(DATA SHOWN)
++++++
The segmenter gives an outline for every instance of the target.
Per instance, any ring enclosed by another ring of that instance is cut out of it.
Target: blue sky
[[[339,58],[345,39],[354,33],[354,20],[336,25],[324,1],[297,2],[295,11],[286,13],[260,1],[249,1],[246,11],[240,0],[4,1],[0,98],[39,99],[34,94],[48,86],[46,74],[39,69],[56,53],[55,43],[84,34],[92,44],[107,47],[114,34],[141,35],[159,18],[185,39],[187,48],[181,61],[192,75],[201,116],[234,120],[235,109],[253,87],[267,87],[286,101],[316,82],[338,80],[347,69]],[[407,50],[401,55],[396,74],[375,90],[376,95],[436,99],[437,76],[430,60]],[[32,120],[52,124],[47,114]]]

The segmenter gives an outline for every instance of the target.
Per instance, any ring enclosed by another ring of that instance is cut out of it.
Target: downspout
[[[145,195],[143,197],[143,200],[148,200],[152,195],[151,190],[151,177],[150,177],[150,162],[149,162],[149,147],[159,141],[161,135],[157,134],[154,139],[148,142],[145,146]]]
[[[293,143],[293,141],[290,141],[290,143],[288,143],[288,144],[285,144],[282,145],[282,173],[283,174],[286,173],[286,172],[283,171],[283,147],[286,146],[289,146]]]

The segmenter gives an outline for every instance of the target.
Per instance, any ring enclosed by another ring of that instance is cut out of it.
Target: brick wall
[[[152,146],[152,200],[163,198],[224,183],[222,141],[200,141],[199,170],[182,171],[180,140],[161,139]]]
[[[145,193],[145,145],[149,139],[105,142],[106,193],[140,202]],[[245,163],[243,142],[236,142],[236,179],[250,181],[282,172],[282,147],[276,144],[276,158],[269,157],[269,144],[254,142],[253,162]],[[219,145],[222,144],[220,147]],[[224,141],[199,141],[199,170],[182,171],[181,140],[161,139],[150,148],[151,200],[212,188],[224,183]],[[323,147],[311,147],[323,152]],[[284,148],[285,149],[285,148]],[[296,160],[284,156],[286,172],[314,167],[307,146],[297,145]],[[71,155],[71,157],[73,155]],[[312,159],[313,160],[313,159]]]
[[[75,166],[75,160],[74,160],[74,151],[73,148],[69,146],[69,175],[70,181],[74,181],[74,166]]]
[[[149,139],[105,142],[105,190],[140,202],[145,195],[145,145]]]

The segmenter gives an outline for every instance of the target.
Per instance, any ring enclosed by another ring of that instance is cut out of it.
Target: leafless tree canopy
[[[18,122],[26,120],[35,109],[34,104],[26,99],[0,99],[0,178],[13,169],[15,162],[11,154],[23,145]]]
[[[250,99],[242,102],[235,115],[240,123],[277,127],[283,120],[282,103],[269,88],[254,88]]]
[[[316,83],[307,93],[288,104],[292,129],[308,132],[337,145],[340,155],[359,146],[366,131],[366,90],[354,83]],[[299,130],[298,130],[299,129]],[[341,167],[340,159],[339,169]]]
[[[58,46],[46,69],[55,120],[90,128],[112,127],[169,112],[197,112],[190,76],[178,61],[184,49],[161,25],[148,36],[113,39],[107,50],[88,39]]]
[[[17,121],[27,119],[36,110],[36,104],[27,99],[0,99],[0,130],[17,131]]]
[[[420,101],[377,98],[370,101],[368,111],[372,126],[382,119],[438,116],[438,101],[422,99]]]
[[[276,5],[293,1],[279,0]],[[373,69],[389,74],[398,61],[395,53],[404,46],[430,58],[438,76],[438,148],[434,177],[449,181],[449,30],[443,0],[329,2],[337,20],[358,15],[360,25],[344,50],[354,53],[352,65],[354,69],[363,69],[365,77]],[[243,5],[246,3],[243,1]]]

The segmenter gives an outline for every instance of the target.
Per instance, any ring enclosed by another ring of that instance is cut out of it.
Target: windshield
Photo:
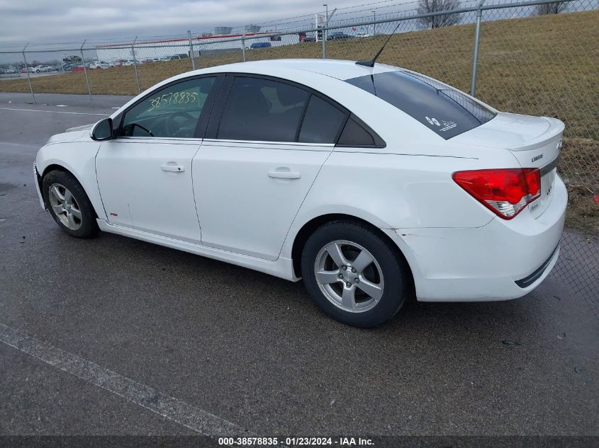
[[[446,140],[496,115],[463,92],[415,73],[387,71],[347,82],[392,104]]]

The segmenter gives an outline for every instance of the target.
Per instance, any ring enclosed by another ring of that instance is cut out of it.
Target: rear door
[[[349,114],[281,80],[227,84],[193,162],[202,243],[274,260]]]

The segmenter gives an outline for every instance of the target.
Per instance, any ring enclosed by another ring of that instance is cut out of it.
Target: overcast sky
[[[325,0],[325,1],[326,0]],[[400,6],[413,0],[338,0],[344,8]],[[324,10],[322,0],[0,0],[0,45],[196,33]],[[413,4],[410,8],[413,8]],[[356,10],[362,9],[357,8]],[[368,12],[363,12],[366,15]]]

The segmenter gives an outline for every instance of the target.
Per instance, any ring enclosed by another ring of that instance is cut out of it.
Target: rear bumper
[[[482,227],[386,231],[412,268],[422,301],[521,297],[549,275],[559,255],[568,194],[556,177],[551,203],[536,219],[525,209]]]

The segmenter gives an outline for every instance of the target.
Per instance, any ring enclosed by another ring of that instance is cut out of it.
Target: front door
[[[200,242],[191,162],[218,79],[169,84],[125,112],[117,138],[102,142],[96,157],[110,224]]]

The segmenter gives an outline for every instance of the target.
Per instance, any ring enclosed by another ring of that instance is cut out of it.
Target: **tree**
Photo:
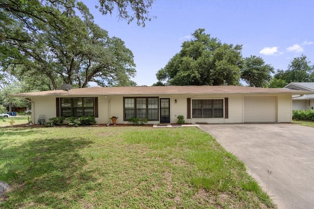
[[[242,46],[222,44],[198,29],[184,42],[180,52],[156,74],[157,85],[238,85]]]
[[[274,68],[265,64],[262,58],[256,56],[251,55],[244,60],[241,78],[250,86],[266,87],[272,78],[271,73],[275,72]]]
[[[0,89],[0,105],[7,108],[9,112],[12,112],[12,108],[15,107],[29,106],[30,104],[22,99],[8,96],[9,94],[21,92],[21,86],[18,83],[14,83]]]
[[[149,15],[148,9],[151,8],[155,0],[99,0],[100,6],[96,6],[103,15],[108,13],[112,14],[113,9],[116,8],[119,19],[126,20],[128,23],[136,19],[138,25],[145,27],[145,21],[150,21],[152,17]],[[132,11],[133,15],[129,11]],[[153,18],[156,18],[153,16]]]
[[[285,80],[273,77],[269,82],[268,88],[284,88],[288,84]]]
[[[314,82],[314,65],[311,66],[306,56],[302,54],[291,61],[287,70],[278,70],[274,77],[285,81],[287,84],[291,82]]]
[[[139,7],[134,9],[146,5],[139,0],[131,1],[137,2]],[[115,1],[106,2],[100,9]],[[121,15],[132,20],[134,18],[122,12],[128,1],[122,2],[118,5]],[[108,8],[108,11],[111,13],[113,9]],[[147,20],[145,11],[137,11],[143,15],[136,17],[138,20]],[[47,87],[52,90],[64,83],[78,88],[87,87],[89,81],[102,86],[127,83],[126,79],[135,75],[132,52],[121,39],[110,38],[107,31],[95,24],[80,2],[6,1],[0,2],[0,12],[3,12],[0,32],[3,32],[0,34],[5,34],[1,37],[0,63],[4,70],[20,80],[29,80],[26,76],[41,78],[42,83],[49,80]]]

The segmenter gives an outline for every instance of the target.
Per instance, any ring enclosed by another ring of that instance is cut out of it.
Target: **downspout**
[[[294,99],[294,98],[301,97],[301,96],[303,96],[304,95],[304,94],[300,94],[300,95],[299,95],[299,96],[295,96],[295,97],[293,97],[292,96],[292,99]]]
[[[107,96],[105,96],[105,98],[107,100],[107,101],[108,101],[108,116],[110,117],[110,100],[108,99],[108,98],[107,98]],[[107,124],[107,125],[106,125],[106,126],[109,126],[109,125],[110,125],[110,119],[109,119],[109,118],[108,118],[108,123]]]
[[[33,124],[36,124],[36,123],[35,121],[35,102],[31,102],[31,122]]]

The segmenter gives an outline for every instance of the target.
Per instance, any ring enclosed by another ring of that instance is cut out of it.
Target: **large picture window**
++++++
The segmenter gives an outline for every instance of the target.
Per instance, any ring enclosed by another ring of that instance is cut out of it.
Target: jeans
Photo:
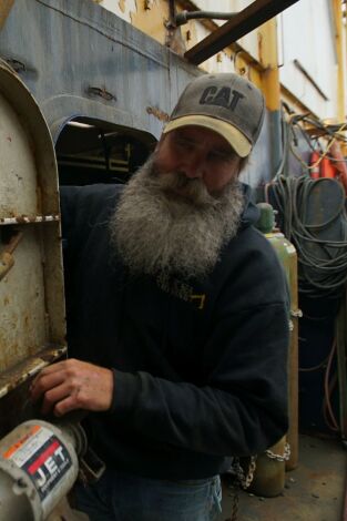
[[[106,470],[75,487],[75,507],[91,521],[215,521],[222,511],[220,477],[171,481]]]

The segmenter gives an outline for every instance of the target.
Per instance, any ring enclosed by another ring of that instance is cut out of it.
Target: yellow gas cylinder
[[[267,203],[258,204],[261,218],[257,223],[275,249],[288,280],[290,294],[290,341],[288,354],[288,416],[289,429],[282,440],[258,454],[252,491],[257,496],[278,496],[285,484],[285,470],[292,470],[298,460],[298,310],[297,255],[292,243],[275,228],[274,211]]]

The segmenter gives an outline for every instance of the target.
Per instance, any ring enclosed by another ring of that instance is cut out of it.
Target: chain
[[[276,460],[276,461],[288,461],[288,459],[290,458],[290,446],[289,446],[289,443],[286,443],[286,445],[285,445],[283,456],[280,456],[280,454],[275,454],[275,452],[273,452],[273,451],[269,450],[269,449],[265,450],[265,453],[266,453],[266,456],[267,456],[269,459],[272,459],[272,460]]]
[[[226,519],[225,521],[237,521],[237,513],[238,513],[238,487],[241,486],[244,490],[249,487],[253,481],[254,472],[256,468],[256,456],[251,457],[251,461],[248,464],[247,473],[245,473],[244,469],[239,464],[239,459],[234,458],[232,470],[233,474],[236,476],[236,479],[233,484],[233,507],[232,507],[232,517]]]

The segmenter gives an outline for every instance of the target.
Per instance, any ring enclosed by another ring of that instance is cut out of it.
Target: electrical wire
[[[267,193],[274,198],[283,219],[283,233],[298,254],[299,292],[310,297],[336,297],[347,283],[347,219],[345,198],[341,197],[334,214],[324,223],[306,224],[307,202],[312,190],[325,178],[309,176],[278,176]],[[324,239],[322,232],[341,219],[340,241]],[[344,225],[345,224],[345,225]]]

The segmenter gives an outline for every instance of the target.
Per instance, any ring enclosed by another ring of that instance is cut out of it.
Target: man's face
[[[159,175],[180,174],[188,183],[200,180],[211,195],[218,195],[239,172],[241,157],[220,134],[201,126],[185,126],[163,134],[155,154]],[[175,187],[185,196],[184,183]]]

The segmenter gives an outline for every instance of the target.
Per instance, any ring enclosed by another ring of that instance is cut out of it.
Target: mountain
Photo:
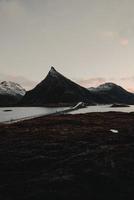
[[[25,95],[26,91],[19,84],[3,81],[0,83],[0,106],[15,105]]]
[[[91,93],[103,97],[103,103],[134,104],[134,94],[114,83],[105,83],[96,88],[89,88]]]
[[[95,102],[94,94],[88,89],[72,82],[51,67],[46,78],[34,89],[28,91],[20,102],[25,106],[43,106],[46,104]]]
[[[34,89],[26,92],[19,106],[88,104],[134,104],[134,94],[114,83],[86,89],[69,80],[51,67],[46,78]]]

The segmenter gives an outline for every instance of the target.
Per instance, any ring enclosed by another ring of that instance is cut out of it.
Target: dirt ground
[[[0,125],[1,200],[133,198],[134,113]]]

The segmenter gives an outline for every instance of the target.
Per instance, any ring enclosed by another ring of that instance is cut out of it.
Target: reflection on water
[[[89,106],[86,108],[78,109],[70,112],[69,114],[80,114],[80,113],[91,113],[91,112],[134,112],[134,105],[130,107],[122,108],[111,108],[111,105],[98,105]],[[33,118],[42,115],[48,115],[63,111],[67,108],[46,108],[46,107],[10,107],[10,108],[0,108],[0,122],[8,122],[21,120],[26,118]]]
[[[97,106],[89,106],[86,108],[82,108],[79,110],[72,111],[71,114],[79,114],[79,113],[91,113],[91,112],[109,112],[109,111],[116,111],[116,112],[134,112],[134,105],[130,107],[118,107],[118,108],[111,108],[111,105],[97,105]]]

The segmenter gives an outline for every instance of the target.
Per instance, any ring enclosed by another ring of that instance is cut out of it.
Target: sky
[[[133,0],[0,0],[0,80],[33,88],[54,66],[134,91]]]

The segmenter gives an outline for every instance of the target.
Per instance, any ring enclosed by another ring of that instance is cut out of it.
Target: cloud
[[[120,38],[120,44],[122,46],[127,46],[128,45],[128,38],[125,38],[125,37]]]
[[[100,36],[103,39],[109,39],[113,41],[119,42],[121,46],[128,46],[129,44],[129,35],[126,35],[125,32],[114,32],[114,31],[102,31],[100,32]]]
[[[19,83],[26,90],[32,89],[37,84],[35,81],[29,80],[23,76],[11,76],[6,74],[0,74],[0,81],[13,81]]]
++++++
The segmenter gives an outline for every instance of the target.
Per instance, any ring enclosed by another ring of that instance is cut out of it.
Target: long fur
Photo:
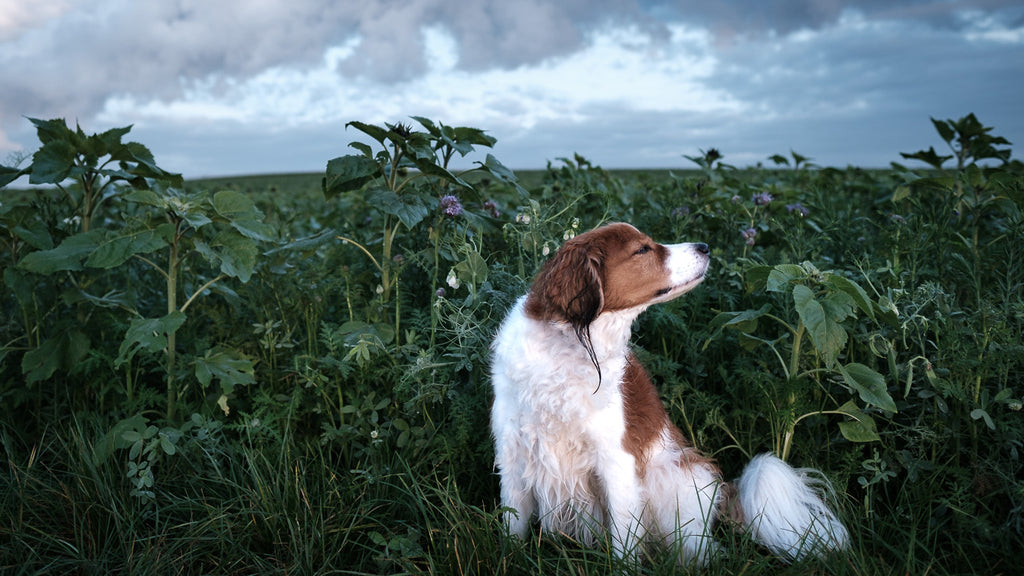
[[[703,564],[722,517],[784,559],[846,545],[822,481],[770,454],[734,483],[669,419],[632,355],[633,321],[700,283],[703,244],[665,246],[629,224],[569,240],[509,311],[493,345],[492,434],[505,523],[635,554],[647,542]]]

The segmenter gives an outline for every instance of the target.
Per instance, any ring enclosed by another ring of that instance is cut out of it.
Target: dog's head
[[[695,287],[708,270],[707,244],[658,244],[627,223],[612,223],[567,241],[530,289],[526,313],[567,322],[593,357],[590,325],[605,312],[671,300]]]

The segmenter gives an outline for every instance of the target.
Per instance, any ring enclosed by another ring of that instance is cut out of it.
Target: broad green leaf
++++++
(WHAT YOU HAVE TO DO)
Count the lines in the data above that contain the word "tree". Give only the number.

(RESPONSE TO THE TASK)
2